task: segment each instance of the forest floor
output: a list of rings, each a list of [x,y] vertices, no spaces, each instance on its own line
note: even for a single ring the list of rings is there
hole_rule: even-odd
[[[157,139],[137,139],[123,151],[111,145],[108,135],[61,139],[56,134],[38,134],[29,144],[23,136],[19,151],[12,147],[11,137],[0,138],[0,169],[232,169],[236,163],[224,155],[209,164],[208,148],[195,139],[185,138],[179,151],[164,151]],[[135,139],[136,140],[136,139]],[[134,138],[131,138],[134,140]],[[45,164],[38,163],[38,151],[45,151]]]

------------------------------------------------------------

Reproduce every line of the entries above, including the requests, and increase each x and y coordinate in the answers by 142, leaving all other text unchanged.

task: segment each instance of the forest floor
output: a list of rings, each a list of [x,y] vertices, no spaces, each instance on its own line
note: even for a single ring the list of rings is there
hole_rule: even-odd
[[[299,281],[279,281],[265,293],[253,287],[250,277],[203,281],[198,276],[180,276],[171,286],[165,278],[161,293],[154,289],[153,279],[142,280],[142,311],[374,311],[378,305],[366,297],[351,306],[350,290],[337,281],[327,280],[321,293],[306,293]],[[277,281],[278,282],[278,281]],[[276,280],[273,280],[276,282]],[[187,306],[180,305],[180,293],[187,293]]]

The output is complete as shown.